[Challenge]:
Please output only the lines that run from the line containing "find antenna tower" through the end of the material below, exactly.

== Extracted material ==

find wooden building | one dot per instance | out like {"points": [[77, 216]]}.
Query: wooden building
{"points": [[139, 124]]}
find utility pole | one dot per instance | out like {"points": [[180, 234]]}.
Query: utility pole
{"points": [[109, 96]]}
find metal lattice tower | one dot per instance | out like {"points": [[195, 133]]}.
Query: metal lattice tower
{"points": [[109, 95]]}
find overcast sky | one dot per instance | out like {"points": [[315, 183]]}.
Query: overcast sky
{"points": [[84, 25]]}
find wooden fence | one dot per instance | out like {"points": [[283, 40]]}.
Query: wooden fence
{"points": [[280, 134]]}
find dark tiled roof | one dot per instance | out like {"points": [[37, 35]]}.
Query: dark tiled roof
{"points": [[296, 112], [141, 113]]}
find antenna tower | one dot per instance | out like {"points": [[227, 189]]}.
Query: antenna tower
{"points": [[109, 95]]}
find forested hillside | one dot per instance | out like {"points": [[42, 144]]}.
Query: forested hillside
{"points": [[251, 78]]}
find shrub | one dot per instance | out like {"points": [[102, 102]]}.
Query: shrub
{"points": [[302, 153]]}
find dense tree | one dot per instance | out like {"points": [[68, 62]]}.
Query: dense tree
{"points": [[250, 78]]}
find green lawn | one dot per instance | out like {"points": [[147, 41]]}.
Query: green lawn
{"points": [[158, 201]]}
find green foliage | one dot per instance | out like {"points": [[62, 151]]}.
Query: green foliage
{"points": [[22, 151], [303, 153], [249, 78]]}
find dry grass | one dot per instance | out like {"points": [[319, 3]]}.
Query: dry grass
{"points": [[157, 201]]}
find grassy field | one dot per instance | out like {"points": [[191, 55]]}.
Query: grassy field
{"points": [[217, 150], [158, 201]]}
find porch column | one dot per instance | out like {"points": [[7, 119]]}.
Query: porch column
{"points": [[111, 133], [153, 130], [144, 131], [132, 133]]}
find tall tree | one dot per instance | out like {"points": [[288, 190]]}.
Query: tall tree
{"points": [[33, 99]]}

===

[Exercise response]:
find antenna tower | one dot per instance | out like {"points": [[227, 189]]}.
Query: antenna tower
{"points": [[109, 95]]}
find forested hillside | one dot per instance | out like {"points": [[42, 144]]}.
Query: forested hillside
{"points": [[251, 78]]}
find shrub | one dot per instance | out like {"points": [[102, 102]]}.
Query: shrub
{"points": [[302, 153]]}
find dense tree | one dot per instance | out like {"points": [[68, 62]]}.
Query: dense tree
{"points": [[250, 78]]}
find green lawn | one dot per instance | out like {"points": [[147, 41]]}.
Query: green lawn
{"points": [[158, 201]]}
find green foliage | one dot per instance | out like {"points": [[62, 151]]}.
Query: green foliage
{"points": [[22, 151], [303, 153], [249, 78]]}
find dry grass | one dot per instance | out like {"points": [[319, 3]]}.
Query: dry grass
{"points": [[157, 201]]}
find grassy field | one dot per instance | out like {"points": [[191, 55]]}.
Query: grassy field
{"points": [[217, 150], [158, 201]]}
find porch column | one dot per instance | out like {"points": [[7, 119]]}.
Query: porch column
{"points": [[111, 133], [153, 130], [144, 131], [132, 133]]}
find tall tree | one dot per instance | out like {"points": [[288, 190]]}.
Query: tall tree
{"points": [[33, 99]]}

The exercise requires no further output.